# Document excerpt:
________________________

Project Title: Using Reinforcement Learning to Tune Document Clustering

  • Collaborators: Dr. Tariq Mahmood, Mr. Muhammad Rafi
  • Time Period: Fall 2012 - Fall 2012 
  • Summary: In this project, we are using Reinforcement Learning (RL) to learn the particular cluster in which to group a given document. Our document corpus constitutes three different clusters, i.e., documents belonging to automobiles, computer graphics, and software engineering. Using the Q-Learning RL algorithm, we are currently “training” the RL agent to learn which type of document should be clustered in which cluster. Our preliminary results reveal that different configurations need to be adopted to fine tune Q-Learning, which we are currently doing.

Project Title: Are all Social Networks Structurally Similar? A Comparative Study using Network Statistics and Metrics

  • Collaborators: Dr. Tariq Mahmood, Dr. Faraz Zaidi (PAF-KIET)

________________________

# Stored data:
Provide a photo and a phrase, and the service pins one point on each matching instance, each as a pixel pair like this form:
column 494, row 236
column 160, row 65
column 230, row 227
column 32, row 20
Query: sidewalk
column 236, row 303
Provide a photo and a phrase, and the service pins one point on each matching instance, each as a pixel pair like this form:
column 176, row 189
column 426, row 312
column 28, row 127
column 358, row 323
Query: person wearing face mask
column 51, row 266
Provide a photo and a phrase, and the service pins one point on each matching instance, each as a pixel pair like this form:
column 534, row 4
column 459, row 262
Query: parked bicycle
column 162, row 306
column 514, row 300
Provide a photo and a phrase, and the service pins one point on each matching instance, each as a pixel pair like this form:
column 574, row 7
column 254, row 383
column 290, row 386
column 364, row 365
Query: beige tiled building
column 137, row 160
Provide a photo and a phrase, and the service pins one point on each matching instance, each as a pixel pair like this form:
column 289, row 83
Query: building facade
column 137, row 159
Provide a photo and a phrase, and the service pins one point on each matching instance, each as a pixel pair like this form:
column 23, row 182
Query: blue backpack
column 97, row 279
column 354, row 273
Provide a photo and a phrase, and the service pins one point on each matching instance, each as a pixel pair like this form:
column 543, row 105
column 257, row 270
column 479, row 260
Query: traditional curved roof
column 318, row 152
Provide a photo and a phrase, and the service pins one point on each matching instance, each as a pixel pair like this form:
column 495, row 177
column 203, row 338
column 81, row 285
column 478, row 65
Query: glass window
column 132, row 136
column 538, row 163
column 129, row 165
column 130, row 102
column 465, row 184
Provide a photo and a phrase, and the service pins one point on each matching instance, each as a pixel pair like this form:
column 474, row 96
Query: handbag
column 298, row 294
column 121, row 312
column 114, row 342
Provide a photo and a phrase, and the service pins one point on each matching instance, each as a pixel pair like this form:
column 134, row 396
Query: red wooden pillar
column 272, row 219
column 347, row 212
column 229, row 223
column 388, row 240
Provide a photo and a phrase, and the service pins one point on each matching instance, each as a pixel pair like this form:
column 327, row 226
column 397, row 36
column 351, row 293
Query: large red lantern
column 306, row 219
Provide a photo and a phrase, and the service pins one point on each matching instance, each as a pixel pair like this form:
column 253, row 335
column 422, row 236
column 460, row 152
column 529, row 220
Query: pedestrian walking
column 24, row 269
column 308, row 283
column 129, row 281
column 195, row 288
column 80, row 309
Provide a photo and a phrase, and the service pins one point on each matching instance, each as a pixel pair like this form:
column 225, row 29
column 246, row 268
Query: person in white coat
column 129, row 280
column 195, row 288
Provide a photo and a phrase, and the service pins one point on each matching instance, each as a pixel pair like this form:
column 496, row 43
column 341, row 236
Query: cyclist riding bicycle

________________________

# Work to complete:
Can you transcribe the project listing in full, word for word? None of the entries matter for this.

# Output below:
Project Title: Using Reinforcement Learning to Tune Document Clustering

  • Collaborators: Dr. Tariq Mahmood, Mr. Muhammad Rafi
  • Time Period: Fall 2012 - Fall 2012 
  • Summary: In this project, we are using Reinforcement Learning (RL) to learn the particular cluster in which to group a given document. Our document corpus constitutes three different clusters, i.e., documents belonging to automobiles, computer graphics, and software engineering. Using the Q-Learning RL algorithm, we are currently “training” the RL agent to learn which type of document should be clustered in which cluster. Our preliminary results reveal that different configurations need to be adopted to fine tune Q-Learning, which we are currently doing.

Project Title: Are all Social Networks Structurally Similar? A Comparative Study using Network Statistics and Metrics

  • Collaborators: Dr. Tariq Mahmood, Dr. Faraz Zaidi (PAF-KIET)